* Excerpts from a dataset
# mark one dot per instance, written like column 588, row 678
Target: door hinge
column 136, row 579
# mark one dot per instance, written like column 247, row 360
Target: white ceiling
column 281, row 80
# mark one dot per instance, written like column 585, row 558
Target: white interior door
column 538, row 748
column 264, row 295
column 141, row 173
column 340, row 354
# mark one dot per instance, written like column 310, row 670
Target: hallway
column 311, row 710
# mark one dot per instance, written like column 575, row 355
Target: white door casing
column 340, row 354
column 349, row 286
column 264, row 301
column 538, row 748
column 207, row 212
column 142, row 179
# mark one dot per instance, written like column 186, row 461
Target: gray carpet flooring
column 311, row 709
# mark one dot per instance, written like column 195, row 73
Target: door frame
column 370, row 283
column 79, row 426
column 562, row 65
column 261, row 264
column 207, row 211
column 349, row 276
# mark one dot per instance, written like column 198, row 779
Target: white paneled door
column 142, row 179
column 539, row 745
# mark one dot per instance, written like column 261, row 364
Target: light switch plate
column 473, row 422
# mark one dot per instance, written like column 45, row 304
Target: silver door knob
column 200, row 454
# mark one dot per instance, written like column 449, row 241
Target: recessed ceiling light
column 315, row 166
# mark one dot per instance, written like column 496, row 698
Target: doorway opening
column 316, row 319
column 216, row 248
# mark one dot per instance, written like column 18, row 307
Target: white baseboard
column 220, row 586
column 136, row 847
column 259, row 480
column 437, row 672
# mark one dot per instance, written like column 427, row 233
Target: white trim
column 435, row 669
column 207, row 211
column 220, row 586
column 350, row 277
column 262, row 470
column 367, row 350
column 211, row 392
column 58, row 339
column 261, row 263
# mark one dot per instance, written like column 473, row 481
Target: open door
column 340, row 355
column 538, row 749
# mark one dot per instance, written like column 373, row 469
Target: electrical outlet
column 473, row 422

* To do
The lines to extract from the data above begin with the line containing "Target: door hinge" and end with the line containing "# mark one dot per instance, written like column 496, row". Extract them exactly, including both.

* Answer space
Target: door hinge
column 136, row 579
# mark one dot per instance, written like column 247, row 360
Target: white ceiling
column 281, row 80
# mark one dot per instance, written like column 585, row 558
Target: white interior door
column 538, row 748
column 264, row 295
column 141, row 173
column 340, row 354
# mark one dot per instance, written like column 310, row 670
Target: hallway
column 311, row 710
# mark one dot per instance, written like column 575, row 355
Target: white door casing
column 340, row 354
column 349, row 286
column 264, row 301
column 538, row 748
column 207, row 212
column 142, row 179
# mark one dot per instance, written like column 186, row 461
Target: gray carpet flooring
column 311, row 709
# mark one dot per instance, written like column 195, row 73
Target: door frame
column 370, row 283
column 79, row 426
column 562, row 65
column 261, row 264
column 207, row 211
column 349, row 276
# mark one dot per instance, written like column 198, row 779
Target: white paneled door
column 142, row 179
column 539, row 745
# mark one dot per instance, written like column 261, row 364
Target: light switch plate
column 473, row 422
# mark one dot per instance, written like column 45, row 304
Target: silver door knob
column 200, row 454
# mark one dot per instance, written like column 449, row 241
Target: recessed ceiling light
column 315, row 166
# mark one dot per instance, written like column 496, row 698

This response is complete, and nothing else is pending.